> YOUR TASK: Reproduce every one of the following entries word for word, changing nothing.

> MATERIAL FOR THE TASK:
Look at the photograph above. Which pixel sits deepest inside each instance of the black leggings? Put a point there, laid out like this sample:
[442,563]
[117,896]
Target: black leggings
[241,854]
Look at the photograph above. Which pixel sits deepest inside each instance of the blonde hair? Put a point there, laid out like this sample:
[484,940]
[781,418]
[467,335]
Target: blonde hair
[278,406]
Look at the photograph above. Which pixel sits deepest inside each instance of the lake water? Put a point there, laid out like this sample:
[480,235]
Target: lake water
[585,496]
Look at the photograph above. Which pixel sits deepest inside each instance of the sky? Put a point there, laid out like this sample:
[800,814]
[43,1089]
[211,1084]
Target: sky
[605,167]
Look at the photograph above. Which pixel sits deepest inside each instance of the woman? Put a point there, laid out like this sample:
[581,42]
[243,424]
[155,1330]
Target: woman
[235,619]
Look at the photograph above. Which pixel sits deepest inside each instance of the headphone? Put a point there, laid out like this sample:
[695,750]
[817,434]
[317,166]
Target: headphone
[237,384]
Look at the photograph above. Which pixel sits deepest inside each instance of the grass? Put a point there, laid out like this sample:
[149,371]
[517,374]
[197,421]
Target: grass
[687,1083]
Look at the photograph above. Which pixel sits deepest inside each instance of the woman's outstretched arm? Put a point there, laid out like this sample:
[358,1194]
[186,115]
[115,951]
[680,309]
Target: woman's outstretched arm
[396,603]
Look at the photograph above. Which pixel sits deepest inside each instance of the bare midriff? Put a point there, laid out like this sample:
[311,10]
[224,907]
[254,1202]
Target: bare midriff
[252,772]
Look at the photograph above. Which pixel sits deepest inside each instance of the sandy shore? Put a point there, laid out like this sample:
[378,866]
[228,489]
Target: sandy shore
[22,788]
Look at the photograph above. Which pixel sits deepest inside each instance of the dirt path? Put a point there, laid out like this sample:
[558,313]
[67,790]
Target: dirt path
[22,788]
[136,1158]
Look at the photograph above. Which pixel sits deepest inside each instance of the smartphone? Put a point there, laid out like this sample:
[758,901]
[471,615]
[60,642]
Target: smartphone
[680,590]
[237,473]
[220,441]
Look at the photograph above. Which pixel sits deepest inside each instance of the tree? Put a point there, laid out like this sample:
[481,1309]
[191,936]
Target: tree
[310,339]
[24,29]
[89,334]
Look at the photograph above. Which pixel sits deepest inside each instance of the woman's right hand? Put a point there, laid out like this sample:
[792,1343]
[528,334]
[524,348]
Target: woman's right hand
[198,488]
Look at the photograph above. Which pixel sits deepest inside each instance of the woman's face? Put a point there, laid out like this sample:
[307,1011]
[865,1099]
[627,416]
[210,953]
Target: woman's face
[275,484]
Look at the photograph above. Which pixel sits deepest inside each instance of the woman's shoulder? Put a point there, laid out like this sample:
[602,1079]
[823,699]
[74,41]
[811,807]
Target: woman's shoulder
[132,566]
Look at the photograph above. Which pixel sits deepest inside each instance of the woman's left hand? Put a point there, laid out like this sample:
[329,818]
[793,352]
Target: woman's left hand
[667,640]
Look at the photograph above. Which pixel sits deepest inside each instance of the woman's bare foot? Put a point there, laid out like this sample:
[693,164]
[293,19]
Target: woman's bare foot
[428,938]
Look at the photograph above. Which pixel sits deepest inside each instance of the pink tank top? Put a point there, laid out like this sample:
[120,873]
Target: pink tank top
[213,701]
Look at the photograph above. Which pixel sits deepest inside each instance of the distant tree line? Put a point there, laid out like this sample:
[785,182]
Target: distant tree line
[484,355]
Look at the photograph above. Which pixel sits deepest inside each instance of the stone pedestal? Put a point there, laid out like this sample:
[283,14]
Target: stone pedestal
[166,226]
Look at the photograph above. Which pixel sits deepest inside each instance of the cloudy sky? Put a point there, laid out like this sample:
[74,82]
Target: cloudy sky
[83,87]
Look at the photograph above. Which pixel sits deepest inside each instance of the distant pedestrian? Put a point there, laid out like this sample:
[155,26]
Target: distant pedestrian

> REPLY:
Look at the photograph above. Which pixel sits deepest inside each instance of the black leggings? Put a point there, laid out like this sample:
[442,563]
[117,896]
Target: black leggings
[241,854]
Look at the photograph above. Which pixel sits deepest inside each instance of the blonde hair? Put a point there, laid out like this sample:
[484,940]
[781,418]
[467,335]
Target: blonde hair
[278,406]
Look at the photograph above. Which pixel sits deepest inside each instance of the lake water? Put a point there, laid out like this sample:
[480,235]
Target: lake water
[585,496]
Look at the photograph above. Which pixel sits deepest inside each instance of the sky? Put a point there, laid out like this sample:
[800,814]
[43,1089]
[211,1084]
Target: sky
[605,167]
Look at the photograph above. Which pixel sits deepest inside each instance of the woman? Put a point there, laid out like this sample:
[581,42]
[243,424]
[155,1330]
Target: woman
[235,619]
Look at the photograph above. Which pixel sits deepest inside each instance of the headphone? Put a point there, laid out like this sample:
[695,750]
[817,434]
[317,166]
Target: headphone
[237,384]
Look at the photograph above. Which pixel sits deepest inside each instance of the grass? Put a point there, laid out like this sample:
[149,371]
[517,374]
[197,421]
Target: grass
[687,1083]
Look at the photograph above. Which pixel sits deepest inside each instance of the woman's outstretched arm? Put a point there, laid out like this sample:
[358,1194]
[186,115]
[115,951]
[680,309]
Target: woman's outstretched arm
[396,603]
Look at the photograph above. Which pixel sits deepest inside each instance of the bare midriff? Put a point there, laid out like this sample:
[311,10]
[224,907]
[254,1202]
Target: bare midriff
[252,772]
Look at the photograph above. Which pixel sits deepest inside each instance of the sandy shore? Put a point there, laid out like this sample:
[378,866]
[228,489]
Target: sandy shore
[22,788]
Look at the photograph above. Which pixel sits deepest inside each instance of the dirt path? Put a point there, laid out like this sample:
[558,313]
[67,790]
Target: dirt path
[22,788]
[136,1158]
Look at the photograph above. Which pixel sits deepest inside each instance of the smartphone? Put a point there, laid out like this sample:
[758,901]
[471,615]
[60,642]
Target: smartphone
[680,590]
[237,473]
[220,441]
Look at the photograph above. Which pixel sits deepest inside each instance of the tree? Put a point there, laid out like this sample:
[481,1309]
[191,936]
Target: tree
[310,339]
[24,29]
[89,334]
Look at the photograph above. Which pixel sits deepest inside each instance of the woman's right hand? Put a point there, laid out like this sample:
[792,1343]
[528,334]
[524,348]
Target: woman's right hand
[198,488]
Look at the photograph above. Which pixel sits deepest inside each instance of the woman's face? Put a point there, laid out like this sample:
[307,1011]
[865,1099]
[627,416]
[210,953]
Target: woman's face
[275,484]
Look at the photograph above. Which pixel sits deepest inside each instance of the woman's shoulder? Put a point there, laid out like this sample:
[602,1079]
[823,699]
[74,41]
[811,807]
Target: woman's shoulder
[132,566]
Look at the photograph above. Which pixel sits deepest inside each instance of the woman's left hand? Put a point there, laid out like this sample:
[329,818]
[793,352]
Target: woman's left hand
[667,640]
Look at the photograph above. Which pixel sits deepest inside each instance of the woman's bare foot? Put a point there, laid out like this sample:
[693,164]
[293,19]
Target: woman's bare foot
[428,938]
Look at the photograph above. Which pixel sits deepest inside each instance of the pink tank top? Put a point there, laid out like this sample:
[120,873]
Target: pink tank top
[213,701]
Look at the photograph above. Which pixel sits deepest inside each instance of the distant tree line? Put a point there, laid out like this sample:
[785,182]
Target: distant tree line
[484,355]
Look at the photograph above. Which pixel sits deepest inside each instance of the stone pedestal? Put a point there, laid out like this sample:
[283,14]
Target: stone pedestal
[166,226]
Look at the photograph above. Which pixel sits deepest inside each instance of the cloudy sky? Put a point there, laid out like this sample:
[74,82]
Target: cloudy sky
[83,87]
Look at the photograph above. Which pixel sits deepest inside each instance of the distant pedestrian? Put a point there, laid out like this sample:
[155,26]
Target: distant pedestrian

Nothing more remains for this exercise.